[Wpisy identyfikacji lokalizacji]
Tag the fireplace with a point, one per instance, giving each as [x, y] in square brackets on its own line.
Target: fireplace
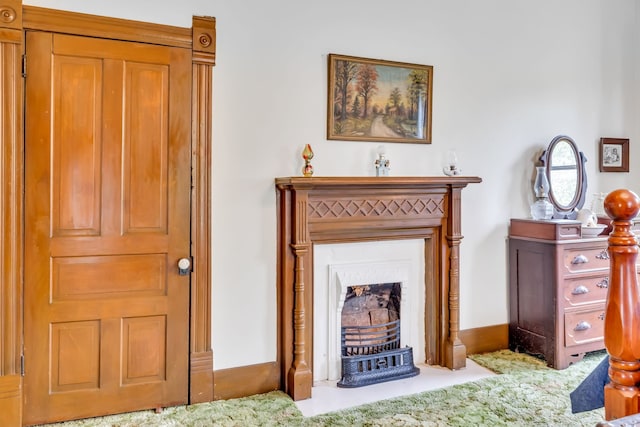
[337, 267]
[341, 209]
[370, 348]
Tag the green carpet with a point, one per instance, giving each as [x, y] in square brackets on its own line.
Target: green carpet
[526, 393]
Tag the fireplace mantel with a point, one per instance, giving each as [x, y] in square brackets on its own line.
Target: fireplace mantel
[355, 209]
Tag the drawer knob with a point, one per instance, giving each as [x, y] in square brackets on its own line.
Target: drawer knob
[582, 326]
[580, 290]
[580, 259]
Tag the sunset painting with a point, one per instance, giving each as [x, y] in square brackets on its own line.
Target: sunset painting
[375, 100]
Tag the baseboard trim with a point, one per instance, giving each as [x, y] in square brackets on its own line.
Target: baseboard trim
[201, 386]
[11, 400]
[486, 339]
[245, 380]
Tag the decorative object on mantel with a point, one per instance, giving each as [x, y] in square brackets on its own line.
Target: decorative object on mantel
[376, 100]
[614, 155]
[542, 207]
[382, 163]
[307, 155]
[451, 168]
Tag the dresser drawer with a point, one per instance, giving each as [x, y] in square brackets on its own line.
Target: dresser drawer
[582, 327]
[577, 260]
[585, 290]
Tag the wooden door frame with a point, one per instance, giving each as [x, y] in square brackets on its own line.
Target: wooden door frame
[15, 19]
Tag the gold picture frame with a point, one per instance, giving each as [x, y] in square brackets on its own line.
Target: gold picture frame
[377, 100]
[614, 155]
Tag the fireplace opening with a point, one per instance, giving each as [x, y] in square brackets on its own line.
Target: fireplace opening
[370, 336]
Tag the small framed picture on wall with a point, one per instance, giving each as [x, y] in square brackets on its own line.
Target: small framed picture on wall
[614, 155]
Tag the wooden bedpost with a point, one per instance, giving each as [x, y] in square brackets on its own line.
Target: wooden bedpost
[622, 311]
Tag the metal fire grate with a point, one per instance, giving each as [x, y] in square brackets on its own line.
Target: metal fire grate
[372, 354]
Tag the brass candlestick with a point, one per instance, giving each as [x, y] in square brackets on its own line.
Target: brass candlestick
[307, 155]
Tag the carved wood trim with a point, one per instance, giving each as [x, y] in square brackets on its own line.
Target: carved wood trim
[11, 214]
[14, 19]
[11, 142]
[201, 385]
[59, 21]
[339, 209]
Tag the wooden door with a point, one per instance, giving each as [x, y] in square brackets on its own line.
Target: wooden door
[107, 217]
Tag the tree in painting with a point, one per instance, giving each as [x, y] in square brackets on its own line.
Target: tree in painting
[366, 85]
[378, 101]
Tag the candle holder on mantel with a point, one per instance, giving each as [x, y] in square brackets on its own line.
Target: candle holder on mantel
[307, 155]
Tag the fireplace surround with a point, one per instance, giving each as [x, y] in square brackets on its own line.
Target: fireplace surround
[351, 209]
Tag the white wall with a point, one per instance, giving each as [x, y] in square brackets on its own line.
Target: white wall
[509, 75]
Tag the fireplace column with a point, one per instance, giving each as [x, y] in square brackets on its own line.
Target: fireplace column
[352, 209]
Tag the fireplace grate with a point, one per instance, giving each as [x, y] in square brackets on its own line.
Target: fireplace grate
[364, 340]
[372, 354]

---

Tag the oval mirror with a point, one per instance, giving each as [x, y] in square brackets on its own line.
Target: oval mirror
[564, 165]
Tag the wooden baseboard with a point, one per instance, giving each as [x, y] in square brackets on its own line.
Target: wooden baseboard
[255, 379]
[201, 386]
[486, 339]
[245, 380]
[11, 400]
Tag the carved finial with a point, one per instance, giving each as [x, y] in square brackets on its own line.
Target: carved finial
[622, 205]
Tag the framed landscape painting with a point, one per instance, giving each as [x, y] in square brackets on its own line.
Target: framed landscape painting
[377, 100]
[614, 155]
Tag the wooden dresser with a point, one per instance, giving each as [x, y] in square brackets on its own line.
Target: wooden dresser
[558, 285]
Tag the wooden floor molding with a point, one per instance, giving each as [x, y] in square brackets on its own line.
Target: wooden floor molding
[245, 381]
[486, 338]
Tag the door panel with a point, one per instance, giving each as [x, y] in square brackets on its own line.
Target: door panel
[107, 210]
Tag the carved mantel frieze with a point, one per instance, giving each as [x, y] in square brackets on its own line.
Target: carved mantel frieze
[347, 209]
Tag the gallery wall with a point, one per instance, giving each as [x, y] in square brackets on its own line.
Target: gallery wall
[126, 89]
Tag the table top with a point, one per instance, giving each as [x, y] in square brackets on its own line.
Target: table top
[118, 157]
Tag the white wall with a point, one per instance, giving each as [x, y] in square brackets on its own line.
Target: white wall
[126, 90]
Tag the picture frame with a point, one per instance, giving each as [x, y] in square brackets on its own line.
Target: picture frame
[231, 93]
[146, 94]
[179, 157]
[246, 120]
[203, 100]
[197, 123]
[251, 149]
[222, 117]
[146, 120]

• CEL ĆWICZENIA
Odszukaj powyżej każdy wiersz zawierający ciąg „frieze” i przepisz go.

• ODPOWIEDŹ PISEMNA
Tag the carved mantel frieze with a point, one per instance, giving each as [x, y] in square brackets on its own line.
Target: carved mantel frieze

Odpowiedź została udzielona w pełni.